** EXERCISE PASSAGE follows **
Judy Mims

Judy MimsSave Date: November 16, 2009

It was just an ordinary Sunday, November 16, 2008.  I had my day all planned as usual, get up early to finish grades for an online class I teach at the University of Phoenix, complete my 5th grade lesson plans, go teach Sunday School at my church, and then sing in the church choir. For several weeks, I had been suffering a chronic cough, but was feeling somewhat better that morning.  I had always been fearful of doctors because I pass out at the sight of a needle, so had not seen a doctor in several years. 

Evidently, I stopped at Target in Lodi, just a short distance from my home, but to this day I do not know why.  According to a phone call made to my mom, I told her I wasn’t feeling welland perhaps was going into Target to get something for my nausea.  It is a miracle I stopped at Target, because otherwise I would have maybe been in my car or home alone when my SCA occurred.  I vaguely remember calling my mother, but from that point on have no recollection of what happened.  Luckily, I was spared feeling too much pain.

There happened to be one Target shopper in the restroom and she of course ran out to find an employee.  In her words, “there is a customer who just collapsed in the restroom and I think she just took her last breath.”  There was of course much confusion after that because the employees didn’t realize how serious it was, so they did not call 911 immediately.  Evelyn Borjon, an employee stayed with me and said I was talking while Gerri Siverdes and Byron Schaffer made the decision to call emergency personnel.  By the time they arrived, I was not breathing.  My heart had stopped due to an SCA.  CPR was administered immediately and eventually a defibrillator was administered once or twice by the first responders of AMR.

I was taken to Lodi Memorial Hospital and learned later than my heart stopped 4 more times.  Each time an AED was used, but my condition did not look hopeful and if I did survived, I would most likely be brain damaged.  I was placed in ICU, basically to die because the cardiologist, Dr. Eric Braunstein, felt there was nothing more that could be done.  In the meantime, he conferred with Dr. Michael Fowler, the head of the cardiology transplant center, renowned speaker, and professor at Stanford University.  It was decided that I would need an immediate transplant but would not survive the two-hour drive to Palo Alto, CA.

My entire family and myself are Christians so they were all praying in the family waiting room when Dr. Braunstein walked in to witness their prayers.  Later, he called from home and said he wanted to fight for my life so they would transfer me to St. Joseph’s Hospital in Stockton to undergo bypass until I could get to Stanford.  Plans changed though because I was too sick for surgery, in a coma, and had massive infections including Pneumonia, Pulmonary edema, and internal bleeding.  I was placed on a balloon pump and for the next 10 days, it did not look hopeful.  Again, I would most likely be brain damaged.

My family was encouraged by a few friends and some medical personnel to pull the plug, as there was no hope, but my two CICU nurses and Dr. Braunstein did not give up.  It was decided a day after Thanksgiving to do a quadruple bypass because I woke up long enough to remember that my car registration was due and Obama had been elected president, evidence that my brain function was intact and I was worth saving.
** End of EXERCISE PASSAGE **
** PROVIDED INFORMATION follows **
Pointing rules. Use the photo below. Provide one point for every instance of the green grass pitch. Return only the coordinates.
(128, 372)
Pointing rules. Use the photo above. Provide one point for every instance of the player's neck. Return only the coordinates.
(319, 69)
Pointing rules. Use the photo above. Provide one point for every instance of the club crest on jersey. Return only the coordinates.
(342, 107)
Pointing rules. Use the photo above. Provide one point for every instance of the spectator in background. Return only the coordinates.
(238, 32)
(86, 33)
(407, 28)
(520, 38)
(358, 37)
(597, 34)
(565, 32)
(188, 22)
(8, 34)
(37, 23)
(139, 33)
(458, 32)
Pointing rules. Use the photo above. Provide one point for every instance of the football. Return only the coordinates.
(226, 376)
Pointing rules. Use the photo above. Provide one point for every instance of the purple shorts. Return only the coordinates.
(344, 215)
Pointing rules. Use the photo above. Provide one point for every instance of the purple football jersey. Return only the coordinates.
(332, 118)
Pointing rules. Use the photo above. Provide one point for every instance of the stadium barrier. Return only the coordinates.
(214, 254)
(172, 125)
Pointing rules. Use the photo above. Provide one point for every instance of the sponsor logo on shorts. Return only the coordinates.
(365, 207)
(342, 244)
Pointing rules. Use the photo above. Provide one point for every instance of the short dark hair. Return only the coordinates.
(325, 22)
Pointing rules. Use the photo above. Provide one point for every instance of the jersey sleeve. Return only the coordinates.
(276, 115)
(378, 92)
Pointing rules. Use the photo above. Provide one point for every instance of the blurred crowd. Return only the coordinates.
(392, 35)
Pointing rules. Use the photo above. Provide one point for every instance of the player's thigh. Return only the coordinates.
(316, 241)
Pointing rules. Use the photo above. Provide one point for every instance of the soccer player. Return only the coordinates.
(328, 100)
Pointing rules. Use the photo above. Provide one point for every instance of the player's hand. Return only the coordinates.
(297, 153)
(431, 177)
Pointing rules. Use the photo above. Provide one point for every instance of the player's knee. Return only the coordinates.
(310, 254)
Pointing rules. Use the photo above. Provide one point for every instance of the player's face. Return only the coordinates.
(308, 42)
** End of PROVIDED INFORMATION **
■ APPLY WHAT YOU READ
1. From the cardiac arrest account, return the stretch from "My entire family" through "hopeful.  Again, I would most likely be brain damaged.".
2. In the cardiac arrest account, what surgery was decided on a day after Thanksgiving?

■ SOLUTIONS FOR EACH TASK
1.
My entire family and myself are Christians so they were all praying in the family waiting room when Dr. Braunstein walked in to witness their prayers.  Later, he called from home and said he wanted to fight for my life so they would transfer me to St. Joseph’s Hospital in Stockton to undergo bypass until I could get to Stanford.  Plans changed though because I was too sick for surgery, in a coma, and had massive infections including Pneumonia, Pulmonary edema, and internal bleeding.  I was placed on a balloon pump and for the next 10 days, it did not look hopeful.  Again, I would most likely be brain damaged.

2. A quadruple bypass.